◆ **BRIEF**
Copy the lines below verbatim, but only from the line containing "Where can the dark ground" through the end of the data.

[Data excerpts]
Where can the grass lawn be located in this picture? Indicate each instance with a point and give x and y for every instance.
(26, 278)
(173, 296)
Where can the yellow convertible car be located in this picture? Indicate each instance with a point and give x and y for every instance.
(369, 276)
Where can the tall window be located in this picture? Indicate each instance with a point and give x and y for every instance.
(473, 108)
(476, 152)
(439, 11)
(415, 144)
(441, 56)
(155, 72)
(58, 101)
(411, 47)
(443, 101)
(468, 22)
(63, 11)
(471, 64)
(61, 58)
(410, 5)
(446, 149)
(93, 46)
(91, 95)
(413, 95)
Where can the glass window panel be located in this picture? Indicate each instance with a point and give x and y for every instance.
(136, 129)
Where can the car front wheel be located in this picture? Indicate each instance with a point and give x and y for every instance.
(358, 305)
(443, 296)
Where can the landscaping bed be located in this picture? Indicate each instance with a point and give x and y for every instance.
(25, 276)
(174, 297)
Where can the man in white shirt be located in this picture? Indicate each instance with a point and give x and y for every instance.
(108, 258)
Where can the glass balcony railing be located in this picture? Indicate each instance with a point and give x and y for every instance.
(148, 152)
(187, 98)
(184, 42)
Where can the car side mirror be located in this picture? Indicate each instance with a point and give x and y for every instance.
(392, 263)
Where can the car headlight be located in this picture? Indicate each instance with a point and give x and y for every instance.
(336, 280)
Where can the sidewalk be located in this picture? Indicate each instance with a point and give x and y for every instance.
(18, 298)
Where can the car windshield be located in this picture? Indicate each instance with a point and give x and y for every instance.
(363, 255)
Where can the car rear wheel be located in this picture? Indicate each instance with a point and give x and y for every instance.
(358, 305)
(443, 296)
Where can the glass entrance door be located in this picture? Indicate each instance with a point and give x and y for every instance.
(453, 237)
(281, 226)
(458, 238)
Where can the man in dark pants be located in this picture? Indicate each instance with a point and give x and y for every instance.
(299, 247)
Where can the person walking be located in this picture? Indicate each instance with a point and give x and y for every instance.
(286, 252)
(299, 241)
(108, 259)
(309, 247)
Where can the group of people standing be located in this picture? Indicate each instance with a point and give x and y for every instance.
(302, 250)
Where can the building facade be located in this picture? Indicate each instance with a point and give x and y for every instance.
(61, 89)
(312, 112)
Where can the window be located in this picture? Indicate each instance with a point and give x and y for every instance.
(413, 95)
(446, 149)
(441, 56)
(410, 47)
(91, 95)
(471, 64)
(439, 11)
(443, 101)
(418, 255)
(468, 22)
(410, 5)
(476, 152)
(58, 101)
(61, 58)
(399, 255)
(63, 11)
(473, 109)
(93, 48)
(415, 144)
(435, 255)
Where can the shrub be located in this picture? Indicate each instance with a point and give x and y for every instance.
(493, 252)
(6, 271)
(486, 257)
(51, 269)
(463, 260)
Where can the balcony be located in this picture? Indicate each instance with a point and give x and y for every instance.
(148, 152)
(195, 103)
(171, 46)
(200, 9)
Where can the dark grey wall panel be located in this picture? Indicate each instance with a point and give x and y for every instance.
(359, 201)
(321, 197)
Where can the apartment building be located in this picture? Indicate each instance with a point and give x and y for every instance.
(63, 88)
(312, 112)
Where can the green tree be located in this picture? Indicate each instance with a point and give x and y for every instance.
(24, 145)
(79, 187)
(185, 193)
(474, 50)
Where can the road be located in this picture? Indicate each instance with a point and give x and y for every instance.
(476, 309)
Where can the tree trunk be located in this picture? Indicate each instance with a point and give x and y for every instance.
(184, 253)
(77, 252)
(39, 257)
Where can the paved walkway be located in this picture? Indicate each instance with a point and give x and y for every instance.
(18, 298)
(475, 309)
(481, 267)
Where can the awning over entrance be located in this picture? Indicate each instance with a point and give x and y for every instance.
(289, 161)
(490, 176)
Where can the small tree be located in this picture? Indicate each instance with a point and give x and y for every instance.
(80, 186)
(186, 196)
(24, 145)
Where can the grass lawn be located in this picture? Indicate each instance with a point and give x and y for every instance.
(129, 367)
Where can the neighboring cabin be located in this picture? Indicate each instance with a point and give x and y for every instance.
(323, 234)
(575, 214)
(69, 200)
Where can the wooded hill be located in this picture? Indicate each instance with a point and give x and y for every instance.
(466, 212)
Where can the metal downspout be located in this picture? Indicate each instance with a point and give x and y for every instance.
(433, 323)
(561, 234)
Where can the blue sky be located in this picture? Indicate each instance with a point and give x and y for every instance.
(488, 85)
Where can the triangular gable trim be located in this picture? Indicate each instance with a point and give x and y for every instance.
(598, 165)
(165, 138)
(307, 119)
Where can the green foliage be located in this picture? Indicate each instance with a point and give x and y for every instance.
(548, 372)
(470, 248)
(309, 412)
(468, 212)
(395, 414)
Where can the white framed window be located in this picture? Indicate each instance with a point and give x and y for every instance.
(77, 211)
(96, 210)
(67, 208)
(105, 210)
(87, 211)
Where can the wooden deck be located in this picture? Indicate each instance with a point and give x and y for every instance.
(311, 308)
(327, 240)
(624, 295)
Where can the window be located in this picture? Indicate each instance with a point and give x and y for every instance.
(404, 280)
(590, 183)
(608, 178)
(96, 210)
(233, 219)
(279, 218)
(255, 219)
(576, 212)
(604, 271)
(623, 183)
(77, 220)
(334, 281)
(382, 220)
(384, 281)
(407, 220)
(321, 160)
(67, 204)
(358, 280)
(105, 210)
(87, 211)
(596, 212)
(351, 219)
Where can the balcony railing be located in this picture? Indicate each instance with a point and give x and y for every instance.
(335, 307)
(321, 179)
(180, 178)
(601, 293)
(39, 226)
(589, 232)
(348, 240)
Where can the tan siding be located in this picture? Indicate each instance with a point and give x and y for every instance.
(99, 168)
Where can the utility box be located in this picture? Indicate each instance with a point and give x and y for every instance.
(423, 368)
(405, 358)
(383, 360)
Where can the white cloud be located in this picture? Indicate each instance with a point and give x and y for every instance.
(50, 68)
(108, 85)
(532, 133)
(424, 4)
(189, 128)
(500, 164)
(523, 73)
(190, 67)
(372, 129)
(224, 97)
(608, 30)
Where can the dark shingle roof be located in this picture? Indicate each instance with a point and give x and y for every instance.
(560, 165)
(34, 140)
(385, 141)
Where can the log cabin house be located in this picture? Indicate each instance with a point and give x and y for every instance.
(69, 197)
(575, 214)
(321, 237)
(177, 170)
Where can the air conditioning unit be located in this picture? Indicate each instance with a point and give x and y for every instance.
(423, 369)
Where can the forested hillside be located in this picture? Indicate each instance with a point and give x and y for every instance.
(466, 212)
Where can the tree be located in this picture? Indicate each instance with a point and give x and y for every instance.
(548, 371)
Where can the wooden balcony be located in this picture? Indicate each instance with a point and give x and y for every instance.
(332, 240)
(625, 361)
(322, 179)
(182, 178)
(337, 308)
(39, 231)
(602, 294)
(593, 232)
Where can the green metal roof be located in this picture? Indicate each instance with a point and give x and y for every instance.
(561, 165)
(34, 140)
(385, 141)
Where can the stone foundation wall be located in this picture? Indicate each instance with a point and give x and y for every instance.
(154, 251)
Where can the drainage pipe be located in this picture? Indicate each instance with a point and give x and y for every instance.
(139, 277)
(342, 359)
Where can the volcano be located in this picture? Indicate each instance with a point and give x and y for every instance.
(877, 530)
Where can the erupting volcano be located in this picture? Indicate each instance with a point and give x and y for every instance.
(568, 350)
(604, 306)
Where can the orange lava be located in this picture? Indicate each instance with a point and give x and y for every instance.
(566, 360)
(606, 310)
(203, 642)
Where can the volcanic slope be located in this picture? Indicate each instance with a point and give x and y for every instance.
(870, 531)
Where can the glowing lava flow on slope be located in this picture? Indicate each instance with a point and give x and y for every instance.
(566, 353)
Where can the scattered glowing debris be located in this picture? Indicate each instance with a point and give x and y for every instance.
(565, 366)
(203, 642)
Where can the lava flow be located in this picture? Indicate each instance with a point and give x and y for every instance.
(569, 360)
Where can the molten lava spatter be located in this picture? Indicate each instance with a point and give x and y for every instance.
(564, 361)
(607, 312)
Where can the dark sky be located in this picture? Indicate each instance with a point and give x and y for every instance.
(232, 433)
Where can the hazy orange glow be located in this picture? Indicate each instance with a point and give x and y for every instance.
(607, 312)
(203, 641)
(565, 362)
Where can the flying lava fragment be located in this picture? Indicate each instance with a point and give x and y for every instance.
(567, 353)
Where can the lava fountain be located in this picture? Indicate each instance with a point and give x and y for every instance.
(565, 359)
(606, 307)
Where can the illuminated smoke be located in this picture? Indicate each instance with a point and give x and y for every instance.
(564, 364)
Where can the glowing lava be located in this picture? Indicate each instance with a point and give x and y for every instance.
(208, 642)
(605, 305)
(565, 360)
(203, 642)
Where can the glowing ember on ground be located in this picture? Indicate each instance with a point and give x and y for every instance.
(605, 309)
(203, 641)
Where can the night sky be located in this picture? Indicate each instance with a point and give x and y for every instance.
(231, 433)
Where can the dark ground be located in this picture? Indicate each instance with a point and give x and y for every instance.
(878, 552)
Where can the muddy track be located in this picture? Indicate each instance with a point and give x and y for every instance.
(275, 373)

◆ **TASK OUTPUT**
Where can the dark ground be located in this picture? Indicate each instance with a point and give x and y for every instance.
(878, 552)
Where can the muddy track be located in this picture? Indicate each instance with a point and give x and y for every instance.
(275, 373)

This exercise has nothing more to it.